For this exercise, copy all the data exactly and include none of the pictures.

[Exercise inputs Boundary: Start]

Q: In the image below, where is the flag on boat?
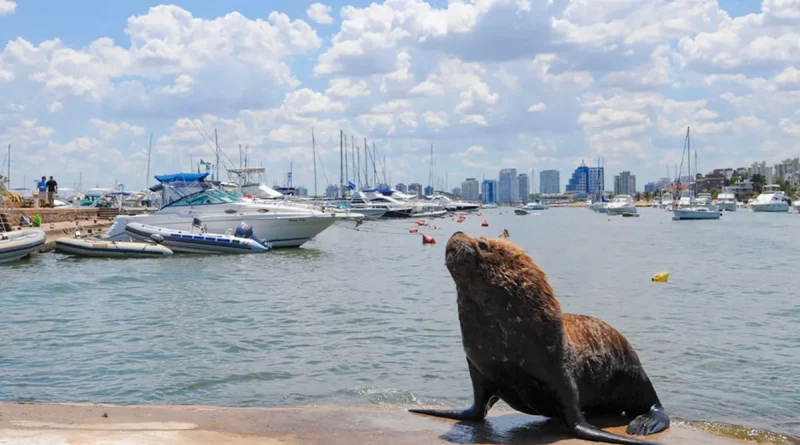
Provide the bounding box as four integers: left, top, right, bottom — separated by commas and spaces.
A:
199, 159, 212, 172
348, 181, 356, 190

[Exercise inputs Boundary: End]

[Written answer]
Q: In the image below, where is the flag on boat?
Provide the bounding box as four integers: left, top, right, bottom — separated by commas and spaces.
A:
199, 159, 212, 172
348, 181, 356, 190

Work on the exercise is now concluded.